DOCUMENTTEKST.
■ ■ ■

We kunnen enkele kritische observaties ontlenen aan de Covid-19 crisis op het gebied van samenwerking, capaciteit, logistiek, politiek en beeldvorming. Mirko Noordegraaf identificeert lessen die we kunnen trekken wat publieke professionals betreft. ‘Professionaliteit lijkt technisch, maar publieke professionaliteit is in vele opzichten politiek.’
Met de uitbraak van het coronavirus staat de overheid voor een ongekend complexe opgave. Ook op platform O willen wij hier aandacht aan besteden. Dat doen we in een reeks artikelen getiteld ‘De overheidsdienaar in tijden van crisis’.
Ofschoon Covid-19 en de aanpak daarvan een extreem vraagstuk is, indringender, grilliger en onbestemder dan vele andere complexe maatschappelijke vraagstukken, zitten er vele kritische lessen in. Niet alleen lessen voor de aanpak van een crisis als Covid-19, maar tevens lessen rond belangrijke facetten van de crisis: hoe ziet een krachtige relatie tussen wetenschap en beleid eruit? Hoe leer je van en hoe evalueer je overheidsmaatregelen? Hoe beïnvloed je maatschappelijk gedrag? Hoe zorg je voor krachtige handhaving? Daar zijn inmiddels de nodige opmerkingen over gemaakt.
‘De tijd van de professional die in alle rust en ruimte zijn of haar cliënten goed bedient, is al lang over’
Momenteel nog minder zichtbare of expliciete lessen kunnen we trekken aangaande publieke professionals, zoals artsen, verpleegkundigen, politieagenten en leraren. Deze professionals zijn de ‘helden’ van de Covid-19-periode geworden, zij maken het verschil, maar juist Covid-19 laat zien dat ‘de professional’ als zodanig het verschil helemaal niet maakt. Professionele dienstverlening hangt af van de inzet van duizenden personen in de ‘frontlinie’. Maar de kracht en kwaliteit van hun dienstverlening is afhankelijk van enkele andere zaken, die tot nu toe in het mainstream publieke en academische debat nogal genegeerd werden. De persoon van de professional blijkt heel relatief.
In aansluiting op een meer gespecialiseerd debat, vooral het academisch debat (zie hieronder) over de herijking van publieke professionaliteit, kwamen in de afgelopen Covid-19-weken de volgende zaken glashelder naar voren. Zij kunnen de komende tijd en vooral ook na Covid-19 het debat over professionals verder verrijken. Aan de Covid-19 periode zijn de volgende kritische observaties aangaande de ‘werkelijke aard’ van professionaliteit te ontlenen.

■ ■ ■

GETOONDE REGELS.
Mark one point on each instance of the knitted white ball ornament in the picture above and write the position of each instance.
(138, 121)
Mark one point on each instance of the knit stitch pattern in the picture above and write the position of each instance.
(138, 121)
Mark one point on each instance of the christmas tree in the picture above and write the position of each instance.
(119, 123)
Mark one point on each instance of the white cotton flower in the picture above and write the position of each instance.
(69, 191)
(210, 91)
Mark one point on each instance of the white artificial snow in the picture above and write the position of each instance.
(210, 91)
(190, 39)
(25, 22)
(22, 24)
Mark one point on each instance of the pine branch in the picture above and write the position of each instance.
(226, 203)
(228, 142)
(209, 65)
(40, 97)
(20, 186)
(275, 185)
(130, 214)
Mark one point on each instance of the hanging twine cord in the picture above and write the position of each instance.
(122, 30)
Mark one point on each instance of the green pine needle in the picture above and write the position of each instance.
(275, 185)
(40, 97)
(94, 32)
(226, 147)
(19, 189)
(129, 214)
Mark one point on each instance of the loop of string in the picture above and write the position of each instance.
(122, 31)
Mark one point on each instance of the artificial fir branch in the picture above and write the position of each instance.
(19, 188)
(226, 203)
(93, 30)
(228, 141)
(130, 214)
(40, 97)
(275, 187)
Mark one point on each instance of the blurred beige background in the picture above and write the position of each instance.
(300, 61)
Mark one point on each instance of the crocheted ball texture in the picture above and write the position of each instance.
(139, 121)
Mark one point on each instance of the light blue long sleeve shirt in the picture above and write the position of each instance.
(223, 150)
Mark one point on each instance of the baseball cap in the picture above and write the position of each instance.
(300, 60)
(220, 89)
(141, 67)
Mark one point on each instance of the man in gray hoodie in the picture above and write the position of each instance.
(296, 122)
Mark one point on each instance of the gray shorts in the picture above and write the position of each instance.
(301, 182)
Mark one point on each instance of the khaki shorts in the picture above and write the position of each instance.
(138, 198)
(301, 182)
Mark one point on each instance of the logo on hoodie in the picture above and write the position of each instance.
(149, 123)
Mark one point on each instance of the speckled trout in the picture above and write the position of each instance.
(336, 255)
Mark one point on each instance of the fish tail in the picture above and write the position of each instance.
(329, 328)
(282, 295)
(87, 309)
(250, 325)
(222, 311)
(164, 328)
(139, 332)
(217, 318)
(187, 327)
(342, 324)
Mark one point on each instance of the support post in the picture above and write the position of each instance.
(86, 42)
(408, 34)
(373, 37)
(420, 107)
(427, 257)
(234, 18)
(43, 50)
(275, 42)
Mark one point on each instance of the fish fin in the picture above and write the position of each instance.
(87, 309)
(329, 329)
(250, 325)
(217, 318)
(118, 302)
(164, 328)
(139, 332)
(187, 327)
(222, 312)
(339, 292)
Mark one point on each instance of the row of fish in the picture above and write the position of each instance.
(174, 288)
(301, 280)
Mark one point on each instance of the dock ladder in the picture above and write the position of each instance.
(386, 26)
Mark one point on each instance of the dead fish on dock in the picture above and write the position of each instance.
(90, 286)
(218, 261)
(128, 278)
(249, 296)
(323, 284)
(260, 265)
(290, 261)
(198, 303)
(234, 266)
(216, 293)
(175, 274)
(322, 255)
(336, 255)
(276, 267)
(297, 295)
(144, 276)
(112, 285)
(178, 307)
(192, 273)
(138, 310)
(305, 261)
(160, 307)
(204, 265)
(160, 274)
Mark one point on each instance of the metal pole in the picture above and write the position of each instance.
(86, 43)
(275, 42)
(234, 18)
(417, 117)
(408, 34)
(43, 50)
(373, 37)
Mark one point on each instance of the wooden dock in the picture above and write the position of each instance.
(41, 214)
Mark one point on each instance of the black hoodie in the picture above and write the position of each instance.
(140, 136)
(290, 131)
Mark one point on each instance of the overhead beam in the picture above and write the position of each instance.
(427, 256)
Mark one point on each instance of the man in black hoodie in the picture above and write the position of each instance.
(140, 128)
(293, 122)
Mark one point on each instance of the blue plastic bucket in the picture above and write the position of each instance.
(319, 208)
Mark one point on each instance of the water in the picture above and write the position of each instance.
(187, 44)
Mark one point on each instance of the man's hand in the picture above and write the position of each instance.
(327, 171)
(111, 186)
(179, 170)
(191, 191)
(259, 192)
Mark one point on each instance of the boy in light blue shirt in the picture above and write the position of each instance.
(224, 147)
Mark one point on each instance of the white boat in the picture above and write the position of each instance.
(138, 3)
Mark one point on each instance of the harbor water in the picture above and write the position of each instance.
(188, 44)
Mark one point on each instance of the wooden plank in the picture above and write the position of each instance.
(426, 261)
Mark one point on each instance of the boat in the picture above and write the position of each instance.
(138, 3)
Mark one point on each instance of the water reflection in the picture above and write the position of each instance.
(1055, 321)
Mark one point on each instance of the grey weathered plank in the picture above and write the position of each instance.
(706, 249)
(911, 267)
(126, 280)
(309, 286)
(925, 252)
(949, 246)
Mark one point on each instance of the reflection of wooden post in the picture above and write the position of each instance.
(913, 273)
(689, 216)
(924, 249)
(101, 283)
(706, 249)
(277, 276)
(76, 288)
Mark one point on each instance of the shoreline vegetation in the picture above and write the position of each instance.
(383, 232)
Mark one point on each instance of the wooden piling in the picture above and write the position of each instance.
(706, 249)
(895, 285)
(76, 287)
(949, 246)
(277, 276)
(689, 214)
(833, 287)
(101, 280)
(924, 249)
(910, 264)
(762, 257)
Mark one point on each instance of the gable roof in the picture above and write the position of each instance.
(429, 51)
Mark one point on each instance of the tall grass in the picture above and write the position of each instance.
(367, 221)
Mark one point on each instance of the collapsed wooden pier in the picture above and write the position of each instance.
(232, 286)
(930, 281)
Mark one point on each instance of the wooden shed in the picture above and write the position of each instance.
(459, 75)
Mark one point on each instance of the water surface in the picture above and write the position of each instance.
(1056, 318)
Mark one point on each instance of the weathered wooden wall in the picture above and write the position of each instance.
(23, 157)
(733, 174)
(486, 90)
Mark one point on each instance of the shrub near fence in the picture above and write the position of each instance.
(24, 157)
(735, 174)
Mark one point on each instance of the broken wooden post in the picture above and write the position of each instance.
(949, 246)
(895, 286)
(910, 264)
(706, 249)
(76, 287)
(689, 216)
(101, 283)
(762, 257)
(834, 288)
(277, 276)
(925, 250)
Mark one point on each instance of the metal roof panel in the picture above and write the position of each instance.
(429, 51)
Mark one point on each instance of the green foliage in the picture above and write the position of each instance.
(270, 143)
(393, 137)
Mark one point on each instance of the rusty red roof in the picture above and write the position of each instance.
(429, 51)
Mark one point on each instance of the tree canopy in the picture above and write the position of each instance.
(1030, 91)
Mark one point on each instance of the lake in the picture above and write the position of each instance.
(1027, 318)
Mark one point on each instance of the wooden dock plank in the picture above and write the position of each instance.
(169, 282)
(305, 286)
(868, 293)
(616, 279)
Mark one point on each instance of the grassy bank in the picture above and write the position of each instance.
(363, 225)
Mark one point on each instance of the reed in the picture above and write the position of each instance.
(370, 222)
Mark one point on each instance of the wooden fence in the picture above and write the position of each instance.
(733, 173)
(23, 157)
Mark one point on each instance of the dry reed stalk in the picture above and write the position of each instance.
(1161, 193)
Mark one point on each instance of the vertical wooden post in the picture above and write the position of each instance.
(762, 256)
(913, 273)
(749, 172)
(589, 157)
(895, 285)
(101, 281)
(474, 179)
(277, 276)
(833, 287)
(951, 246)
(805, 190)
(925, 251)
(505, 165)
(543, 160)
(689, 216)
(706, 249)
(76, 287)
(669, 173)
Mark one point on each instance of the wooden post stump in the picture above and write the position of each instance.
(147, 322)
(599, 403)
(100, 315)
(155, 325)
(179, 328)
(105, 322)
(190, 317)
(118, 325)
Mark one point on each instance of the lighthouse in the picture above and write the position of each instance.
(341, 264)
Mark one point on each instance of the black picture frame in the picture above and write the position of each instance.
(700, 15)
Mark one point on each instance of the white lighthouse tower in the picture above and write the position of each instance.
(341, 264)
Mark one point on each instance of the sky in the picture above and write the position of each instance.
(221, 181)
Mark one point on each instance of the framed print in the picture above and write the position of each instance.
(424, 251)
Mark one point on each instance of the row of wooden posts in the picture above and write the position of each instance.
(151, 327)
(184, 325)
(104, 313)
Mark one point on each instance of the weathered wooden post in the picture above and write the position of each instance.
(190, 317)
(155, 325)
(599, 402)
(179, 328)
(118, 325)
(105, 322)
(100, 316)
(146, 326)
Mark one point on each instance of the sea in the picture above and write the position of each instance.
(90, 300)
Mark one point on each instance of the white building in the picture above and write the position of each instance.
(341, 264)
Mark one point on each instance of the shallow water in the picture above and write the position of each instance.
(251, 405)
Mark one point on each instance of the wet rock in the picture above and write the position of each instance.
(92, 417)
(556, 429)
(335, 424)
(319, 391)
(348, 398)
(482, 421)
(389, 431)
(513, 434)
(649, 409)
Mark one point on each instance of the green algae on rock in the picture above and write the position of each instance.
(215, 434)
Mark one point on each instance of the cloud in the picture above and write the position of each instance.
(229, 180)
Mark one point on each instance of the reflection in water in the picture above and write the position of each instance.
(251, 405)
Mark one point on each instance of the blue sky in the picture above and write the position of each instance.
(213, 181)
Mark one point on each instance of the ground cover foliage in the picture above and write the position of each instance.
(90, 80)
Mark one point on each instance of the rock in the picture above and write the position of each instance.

■ ■ ■

OPDRACHTEN.
1. Noem alle gebieden waarop volgens de tekst over publieke professionals in de Covid-19-crisis kritische observaties aan die crisis te ontlenen zijn.
2. Ga verder met de tekst over publieke professionals in de Covid-19-crisis, aansluitend op de laatste zin.

VERWACHTE RESULTATEN.
1. samenwerking, capaciteit, logistiek, politiek, beeldvorming

2.
Samenwerking
De tijd van ‘de professional’ die in alle rust en ruimte zijn of haar cliënt(en) goed bedient, die is feitelijk al langer over, maar de relativiteit van dat beeld is door de Covid-crisis verder verhelderd. Een krachtige corona-aanpak ontstond niet doordat professionals op grond van hun kennis, expertise en ervaringen de beste behandeling kozen, maar door krachtige samenwerking. Dat geldt niet alleen voor artsen en verpleegkundigen, plus hun ondersteuners, in relatie tot kennis en onderzoek, maar ook voor politieagenten en leraren, in relatie tot beleid, opgaven en verwachtingen.
Voor het in goede banen leiden van veiligheidsvraagstukken en onderwijsprocessen is het niet zo interessant wat er in een specifieke straat of specifiek plein gebeurt, noch wat er in een klas gebeurt, maar wat er in de stedelijke omgeving en schoolcontext gebeurt, en of agenten en leerkrachten in weten te spelen op maatschappelijke behoeften, ook met elkaar. Handhaving, bijvoorbeeld, vraag niet om ‘ruimte voor de professional’, maar om de toepassing van regels en richtlijnen, waarbij gelijke gevallen gelijk behandeld worden, en tegelijkertijd rechtvaardigheid wordt betracht. Voor de zorg zelf blijkt het inspelen op de laatste virologische en heelkundige kennis aangaande ziektebeeld en ziekteverloop van groot belang, waarbij artsen en verpleegkundigen leren van elkaar en van de beste aanpak.
Capaciteit
De professional die tijd en aandacht voor zijn zaak heeft klinkt mooi, maar is natuurlijk relatief als er sprake is van schaarse middelen. En die zijn schaars, de middelen, zowel in personele als financiële zin, mede in het licht van de hoeveelheid zaken die zich dag in dag uit aandient in kritische publieke sectoren. De vraag naar zorg is welhaast oneindig, terwijl de inzet van personeel, materieel en geld eindig is, sterker nog, sterk gelimiteerd. Dat betekent dat zuinig en zorgvuldig moet worden gewerkt, zonder dat efficiency in enge zin leidend wordt.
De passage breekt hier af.